- WHAT IS NEEDED: In the AI news overview, which companies are named as having Agility's Digit robot deployed?

- EXCERPT:
Computer use goes mainstream. Humanoids scale. Real productivity gains emerge.

Today's Overview

The AI landscape shifted this week in three concrete ways. GPT-5.4 just shipped with native computer use that beats human performance on desktop automation - scoring 75% on OSWorld benchmarks versus a 72.4% human baseline. That's not a research milestone anymore. It's a production API available now. Meanwhile, Agility Robotics rebranded to just "Agility", signalling readiness to move beyond pilot deployments. And across the economic data, productivity gains are finally showing up where it matters - not in boardroom pilots, but in real work.

When Computer Use Stops Being Experimental

The numbers here deserve attention because they cross a threshold. GPT-5.4 is the first general-purpose model to ship native computer use and outperform humans on autonomous desktop tasks. It works two ways: through code (Python with Playwright for structured interfaces) or through raw screenshot analysis and keyboard commands for anything else. OpenAI also added automatic tool search - the model finds relevant tools itself rather than you manually specifying every option. Combined with a 1 million token context window, you can point an agent at a complex workflow and let it figure out the path forward.

But here's what matters for builders: Claude Opus 4.6 has had production computer use for over a year. That's a year of real-world edge cases, failures, and iteration. GPT-5.4 is shipping at v1. The benchmarks are real, but reliability at scale is a different question. If you're starting a new project today, GPT-5.4's all-in-one package is compelling. If you've already built on Claude's computer use, you have something battle-tested. The landscape now supports provider-agnostic architectures - and that's the real win.

Humanoids Move From Pilot to Scale

Agility's rebrand from "Agility Robotics" to just "Agility" reads like a company preparing for something bigger. The company said the change "allows space for us to grow as we explore new use cases, services, and industries." Translation: they're moving beyond the humanoid narrative into something broader. Their Digit robot is now deployed at Toyota Canada, GXO Logistics, Schaeffler, and Amazon - not pilots anymore, but actual warehouse operations. The company remains on track to deliver their first cooperatively safe humanoid in 2026. A rebrand usually means internal confidence that the product works.

[Collected data entries]
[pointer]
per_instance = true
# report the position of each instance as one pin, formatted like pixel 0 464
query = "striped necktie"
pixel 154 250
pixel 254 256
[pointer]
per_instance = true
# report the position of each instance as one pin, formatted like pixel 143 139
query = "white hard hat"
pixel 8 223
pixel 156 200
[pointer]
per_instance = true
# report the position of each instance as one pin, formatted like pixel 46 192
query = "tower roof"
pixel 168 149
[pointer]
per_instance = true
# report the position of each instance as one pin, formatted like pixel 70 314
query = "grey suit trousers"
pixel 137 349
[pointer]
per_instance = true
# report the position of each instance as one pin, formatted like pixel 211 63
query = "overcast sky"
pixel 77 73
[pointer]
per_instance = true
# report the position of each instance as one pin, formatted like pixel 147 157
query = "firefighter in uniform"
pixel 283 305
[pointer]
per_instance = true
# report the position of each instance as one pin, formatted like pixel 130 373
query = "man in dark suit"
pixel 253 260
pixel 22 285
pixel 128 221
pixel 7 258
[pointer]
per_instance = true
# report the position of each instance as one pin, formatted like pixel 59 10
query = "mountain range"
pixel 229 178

- RESPONSE BOX: Toyota Canada, GXO Logistics, Schaeffler, and Amazon.